▶ _Brano scelto_:
══════════════════════════════

14 Ottobre 2015, 11:49 am CET

Padiglione Albania di Daniela Ambrosio

di Daniela Ambrosio 14 Ottobre 2015
Armando Lulaj, It Wears as it Grows, 2011. Still da film, 18min. Courtesy of Debatik Center Film / Artra Gallery / cinqueesei
Armando Lulaj, It Wears as it Grows, 2011. Still da film, 18min. Courtesy of Debatik Center Film / Artra Gallery / cinqueesei
Armando Lulaj, It Wears as it Grows, 2011. Still da film, 18min. Courtesy of Debatik Center Film / Artra Gallery / cinqueesei.

Il mio ricordo dell’Albania è fatto di scheletri e fantasmi: le case fatiscenti di Argirocastro, città natale di Enver Hoxha; le vecchie fabbriche dismesse che hanno il colore della ruggine; i bunker che sorgono come funghi da ogni parte, gusci vuoti di inattaccabile cemento armato. E poi la fortezza che sovrasta Porto Palermo, i binari ciechi di una ferrovia che non porta da nessuna parte e il museo Storico Nazionale di Tirana con la sua ala dedicata alla storia più recente chiusa, come se fosse necessario più tempo per assimilare gli ultimi avvenimenti.

══════════════════════════════

▶ _Dati estratti_:
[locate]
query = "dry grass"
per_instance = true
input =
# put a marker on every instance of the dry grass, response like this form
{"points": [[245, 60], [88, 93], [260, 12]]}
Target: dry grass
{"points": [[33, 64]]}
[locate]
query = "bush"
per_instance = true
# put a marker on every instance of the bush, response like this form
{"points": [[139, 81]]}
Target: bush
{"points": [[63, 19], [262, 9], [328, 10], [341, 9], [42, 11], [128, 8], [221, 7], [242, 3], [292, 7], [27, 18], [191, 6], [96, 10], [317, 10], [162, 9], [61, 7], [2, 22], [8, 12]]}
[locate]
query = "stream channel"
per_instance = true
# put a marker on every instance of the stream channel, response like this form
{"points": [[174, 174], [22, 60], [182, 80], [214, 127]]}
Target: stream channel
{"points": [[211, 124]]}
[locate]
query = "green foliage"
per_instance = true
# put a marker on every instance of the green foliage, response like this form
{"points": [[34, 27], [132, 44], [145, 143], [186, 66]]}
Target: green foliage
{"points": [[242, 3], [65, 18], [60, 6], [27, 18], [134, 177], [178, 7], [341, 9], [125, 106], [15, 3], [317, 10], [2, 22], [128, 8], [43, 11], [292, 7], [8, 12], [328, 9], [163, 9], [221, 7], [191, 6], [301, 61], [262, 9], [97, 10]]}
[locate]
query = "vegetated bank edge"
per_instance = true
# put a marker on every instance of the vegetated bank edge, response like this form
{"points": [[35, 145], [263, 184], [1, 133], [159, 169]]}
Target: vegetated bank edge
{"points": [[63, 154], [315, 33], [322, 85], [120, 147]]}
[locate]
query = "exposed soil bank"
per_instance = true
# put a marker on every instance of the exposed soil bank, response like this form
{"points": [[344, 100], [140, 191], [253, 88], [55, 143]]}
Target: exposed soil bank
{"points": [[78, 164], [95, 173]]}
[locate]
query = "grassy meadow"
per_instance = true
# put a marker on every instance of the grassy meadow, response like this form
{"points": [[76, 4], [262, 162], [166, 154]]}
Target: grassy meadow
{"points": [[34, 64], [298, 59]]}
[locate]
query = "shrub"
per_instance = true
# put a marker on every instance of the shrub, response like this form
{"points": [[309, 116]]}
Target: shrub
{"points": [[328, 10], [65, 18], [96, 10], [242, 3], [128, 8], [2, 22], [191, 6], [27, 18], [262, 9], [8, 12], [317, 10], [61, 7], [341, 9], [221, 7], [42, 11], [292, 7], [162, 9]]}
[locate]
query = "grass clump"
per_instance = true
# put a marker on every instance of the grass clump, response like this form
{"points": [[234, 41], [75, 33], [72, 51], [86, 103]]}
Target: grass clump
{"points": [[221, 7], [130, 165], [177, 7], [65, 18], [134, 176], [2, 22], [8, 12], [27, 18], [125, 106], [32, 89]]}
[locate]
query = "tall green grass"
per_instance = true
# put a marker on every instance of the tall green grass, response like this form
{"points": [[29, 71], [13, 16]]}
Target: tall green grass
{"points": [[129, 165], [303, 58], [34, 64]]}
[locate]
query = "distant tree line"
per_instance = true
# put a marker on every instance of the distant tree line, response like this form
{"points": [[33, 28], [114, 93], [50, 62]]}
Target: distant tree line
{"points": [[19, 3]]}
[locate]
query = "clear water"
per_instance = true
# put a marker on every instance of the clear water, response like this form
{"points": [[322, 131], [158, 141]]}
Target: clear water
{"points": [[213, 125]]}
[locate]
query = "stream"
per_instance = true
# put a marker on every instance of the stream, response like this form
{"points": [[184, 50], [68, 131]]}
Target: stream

══════════════════════════════

▶ _Il tuo compito_:
Continua il brano sul Padiglione Albania partendo dalla sua ultima frase. Per questo compito i dati non servono.

▶ _Problema risolto_:
La sensazione che si ha entrando nel Padiglione albanese, curato da Marco Scotini, che vede protagonista Armando Lulaj (Tirana, 1980) è molto simile: ad accoglierci c’è infatti lo scheletro (lungo 11 metri) di una balena, animale-simbolo nella Bibbia — pensiamo a Giona inghiottito e vomitato sulla spiaggia da un “mostro marino”, il Leviatano — nonché la creatura che riprende Hobbes nella sua omonima opera secentesca sullo Stato e la sovranità; senza dimenticare infine i riferimenti letterari, Moby Dick di Melville e il pesce-cane-balena di Pinocchio. Nella mitologia degli indiani d’America, la balena detiene la memoria di tutta la storia umana e del pianeta: è questo il punto di partenza del progetto di Lulaj, la memoria. Nella fattispecie, la memoria del popolo d’Albania, gli spettri del socialismo, la figura — sempre incombente – di Enver Hoxha. Una memoria che, dove lacunosa, incompleta, riscritta o da riscrivere, mette a punto uno stratagemma. Perché l’enorme scheletro della balena (in verità un capodoglio del Mediterraneo) al di là della sua profonda mitologia, è in realtà quell’“oggetto misterioso” che la marina militare albanese, in piena paranoia da Guerra Fredda, credeva fosse un sottomarino e quindi lo abbatté. Lulaj mette in scena una trilogia fatta di storie, di inganni, di spazi vuoti, scarnificati, di oggetti feticcio — oltre alla balena, l’aereo della US Air Force divenuto simbolo della Guerra Fredda, il cosiddetto “American Spy Plane” abbattuto nel 1957 e conservato nel Museo delle Armi di Argirocastro. Never, infine, è un esplicito richiamo-anagramma al leader albanese che nel 1968, all’apice del potere, si era fatto installare su una montagna che sovrasta la città di Berati una scritta con il suo nome, ENVER. A nulla servì il napalm utilizzato nel 1993, in seguito alla caduta del regime, per cancellare quelle lettere: la storia non si cancella, tant’è vero che nel 2012 gli abitanti del villaggio si armarono di vernice e pennelli per riscrivere il tanto vituperato nome che così, nel lavoro di Lulaj, si trasforma in never, mai. Mai dimenticare la storia, anche quando non ci piace.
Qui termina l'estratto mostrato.